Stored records

┄┄┄┄┄┄

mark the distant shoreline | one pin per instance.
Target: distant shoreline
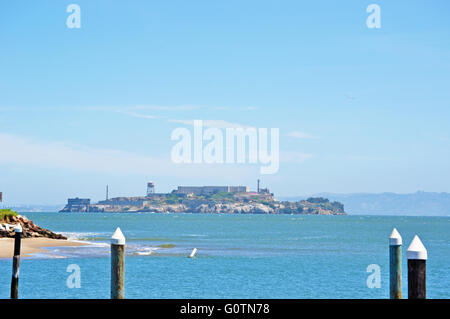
(31, 246)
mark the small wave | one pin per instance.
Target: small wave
(146, 251)
(81, 235)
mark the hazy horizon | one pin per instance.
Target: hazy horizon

┄┄┄┄┄┄

**What to work on**:
Quote all of the records above word for word, but leave the pictures out of your answer.

**Solution**:
mark the distant shoreline | one pin per instance.
Target: distant shoreline
(31, 246)
mark the small wave | one pin per instance.
Target: small wave
(146, 251)
(81, 235)
mark the hazy horizon | one pin per instance.
Target: hazy horizon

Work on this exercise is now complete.